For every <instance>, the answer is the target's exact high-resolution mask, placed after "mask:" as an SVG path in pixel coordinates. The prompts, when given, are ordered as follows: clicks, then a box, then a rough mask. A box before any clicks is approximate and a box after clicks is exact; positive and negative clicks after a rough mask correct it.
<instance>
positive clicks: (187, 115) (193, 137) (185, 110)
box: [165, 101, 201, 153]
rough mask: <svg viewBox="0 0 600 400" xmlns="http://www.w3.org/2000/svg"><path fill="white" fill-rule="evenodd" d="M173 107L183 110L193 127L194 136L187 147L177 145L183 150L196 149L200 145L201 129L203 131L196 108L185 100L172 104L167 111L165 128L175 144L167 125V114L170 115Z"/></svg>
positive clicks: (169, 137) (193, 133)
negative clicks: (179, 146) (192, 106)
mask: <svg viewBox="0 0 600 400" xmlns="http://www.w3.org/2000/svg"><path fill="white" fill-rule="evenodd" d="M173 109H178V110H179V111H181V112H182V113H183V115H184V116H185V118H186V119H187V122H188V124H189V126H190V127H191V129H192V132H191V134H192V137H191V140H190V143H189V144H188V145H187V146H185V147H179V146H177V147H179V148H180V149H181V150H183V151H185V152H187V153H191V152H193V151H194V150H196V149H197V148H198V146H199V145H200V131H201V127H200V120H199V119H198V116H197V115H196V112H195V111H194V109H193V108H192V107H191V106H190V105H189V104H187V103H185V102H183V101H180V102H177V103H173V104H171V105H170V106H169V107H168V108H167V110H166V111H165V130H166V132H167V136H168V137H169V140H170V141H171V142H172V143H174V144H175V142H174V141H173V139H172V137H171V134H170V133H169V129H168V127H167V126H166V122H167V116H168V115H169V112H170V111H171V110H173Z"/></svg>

________________________

▸ **Exercise aim**: Give the data again in full, keeping every line as it was.

▸ **Response to this exercise**:
For every <instance>, the answer is the target's exact high-resolution mask, placed after "mask:" as an SVG path in pixel coordinates. The prompts, when given, are ordered as follows: clicks, then a box, then a rough mask. A box before any clicks is approximate and a box after clicks is exact; positive and negative clicks after a rough mask correct it.
<instance>
positive clicks: (187, 115) (193, 137) (185, 110)
box: [165, 101, 201, 153]
rough mask: <svg viewBox="0 0 600 400" xmlns="http://www.w3.org/2000/svg"><path fill="white" fill-rule="evenodd" d="M173 107L183 110L193 127L194 136L187 147L177 145L183 150L196 149L200 145L201 129L203 131L196 108L185 100L172 104L167 111L165 128L175 144L167 125V114L170 115Z"/></svg>
positive clicks: (169, 137) (193, 133)
negative clicks: (179, 146) (192, 106)
mask: <svg viewBox="0 0 600 400" xmlns="http://www.w3.org/2000/svg"><path fill="white" fill-rule="evenodd" d="M173 109H178V110H179V111H181V112H182V113H183V115H184V116H185V118H186V119H187V122H188V124H189V126H190V127H191V129H192V132H191V134H192V137H191V140H190V143H189V144H188V145H187V146H185V147H179V146H177V147H179V148H180V149H181V150H183V151H185V152H187V153H191V152H193V151H194V150H196V149H197V148H198V146H199V145H200V131H201V127H200V120H199V119H198V116H197V115H196V112H195V111H194V109H193V108H192V107H191V106H190V105H189V104H187V103H185V102H183V101H180V102H177V103H173V104H171V105H170V106H169V107H168V108H167V110H166V111H165V130H166V132H167V136H168V137H169V140H170V141H171V142H172V143H174V144H175V142H174V141H173V139H172V137H171V134H170V133H169V129H168V127H167V126H166V122H167V116H168V115H169V112H170V111H171V110H173Z"/></svg>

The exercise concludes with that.